▶ _Prompt_
Format the part of the items that opens with the line containing "Inside an <instance>" and closes with the line containing "positive clicks: (49, 276)" as a Markdown table with the columns Number and Item line, one row per line and no rows for blank lines.

▶ _Records for the task_
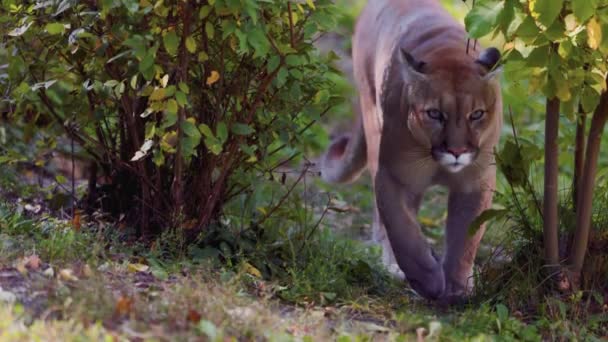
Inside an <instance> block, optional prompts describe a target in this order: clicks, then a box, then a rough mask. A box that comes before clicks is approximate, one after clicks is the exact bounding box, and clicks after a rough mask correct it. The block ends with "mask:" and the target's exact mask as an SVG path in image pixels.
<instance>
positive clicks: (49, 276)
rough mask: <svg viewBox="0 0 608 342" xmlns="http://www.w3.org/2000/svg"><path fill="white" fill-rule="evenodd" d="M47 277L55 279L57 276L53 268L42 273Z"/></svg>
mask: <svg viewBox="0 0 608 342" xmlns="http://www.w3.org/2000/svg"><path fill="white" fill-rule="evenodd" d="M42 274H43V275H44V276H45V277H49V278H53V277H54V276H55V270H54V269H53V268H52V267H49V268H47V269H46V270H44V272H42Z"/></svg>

---

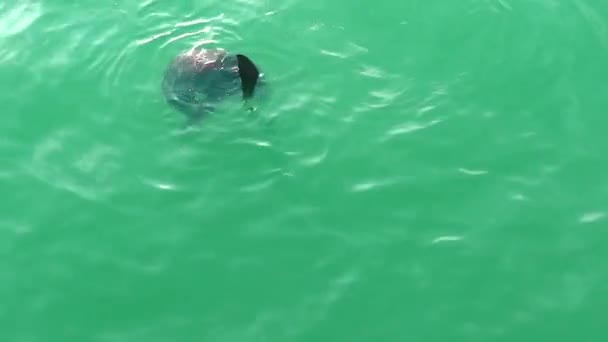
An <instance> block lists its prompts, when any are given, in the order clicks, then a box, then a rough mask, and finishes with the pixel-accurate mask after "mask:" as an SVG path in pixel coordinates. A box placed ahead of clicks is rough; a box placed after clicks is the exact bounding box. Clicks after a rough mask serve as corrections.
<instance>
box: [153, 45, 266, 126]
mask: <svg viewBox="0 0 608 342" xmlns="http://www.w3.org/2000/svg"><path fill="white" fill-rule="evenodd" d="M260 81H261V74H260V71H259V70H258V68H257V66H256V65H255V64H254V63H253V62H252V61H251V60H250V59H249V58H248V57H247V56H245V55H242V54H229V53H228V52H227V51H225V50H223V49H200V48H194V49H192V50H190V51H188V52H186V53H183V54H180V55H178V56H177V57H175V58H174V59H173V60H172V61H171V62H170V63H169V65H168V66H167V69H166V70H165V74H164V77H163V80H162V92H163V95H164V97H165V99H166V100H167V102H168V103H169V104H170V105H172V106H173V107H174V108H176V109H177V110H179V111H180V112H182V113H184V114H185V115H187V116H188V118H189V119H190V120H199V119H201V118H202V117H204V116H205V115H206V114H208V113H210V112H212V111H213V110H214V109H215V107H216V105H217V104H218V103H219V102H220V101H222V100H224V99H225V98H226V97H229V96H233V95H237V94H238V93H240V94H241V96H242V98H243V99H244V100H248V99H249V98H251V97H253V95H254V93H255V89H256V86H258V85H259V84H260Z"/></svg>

▶ _Task solution_
| Number | Item line |
|---|---|
| 1 | Inside an <instance> block, optional prompts describe a target in this order: clicks, then a box, then a rough mask. A box that comes before clicks is approximate, one after clicks is the exact bounding box, and clicks after a rough mask correct it. The block ends with "mask:" and the target's exact mask as an SVG path in image pixels. |
| 2 | <instance> |
| 3 | positive clicks: (49, 276) |